Provided passage:
* * * *

Saturday, December 6, 2008
Lawmakers and White House agree on auto aid plan
A Band-Aid Is Coming!
WASHINGTON (Reuters) - Congressional Democrats and the White House have reached agreement on emergency aid for U.S. automakers of between $15 billion and $17 billion, two senior congressional aides said on Friday.
The outline of the package was reached after auto executives pleaded with lawmakers for help and U.S. data showed employers axed more than 533,000 jobs in November, the highest monthly job loss in 34 years.
"Congressional Democrats and the White House have reached an agreement," a senior congressional aide said.
Another source said negotiators had "agreed in principle to moving ahead but details have to be worked out." More talks were expected on Saturday with Congressional votes on a bill next week.
The temporary funding amount is far less than the $34 billion in loans requested this week by General Motors, Ford Motor, and Chrysler, but it would keep them going into next year.

* * * *

What is being asked: Decide whether each statement agrees with the auto aid article, answering yes or no and quoting the deciding words: 1. The agreed aid matches the amount the automakers requested. 2. Employers cut more jobs in November than in any month in 34 years. 3. Congress was expected to vote on a bill the following week. The material that comes next has no connection to the auto aid article.

* * * *

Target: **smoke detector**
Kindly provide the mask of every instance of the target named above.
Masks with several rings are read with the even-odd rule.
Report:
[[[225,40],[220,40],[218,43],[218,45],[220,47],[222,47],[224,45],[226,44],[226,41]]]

* * * *

Answer for this exercise:
1. No: "The temporary funding amount is far less than the $34 billion in loans requested this week by General Motors, Ford Motor, and Chrysler"
2. Yes: "employers axed more than 533,000 jobs in November, the highest monthly job loss in 34 years"
3. Yes: "More talks were expected on Saturday with Congressional votes on a bill next week."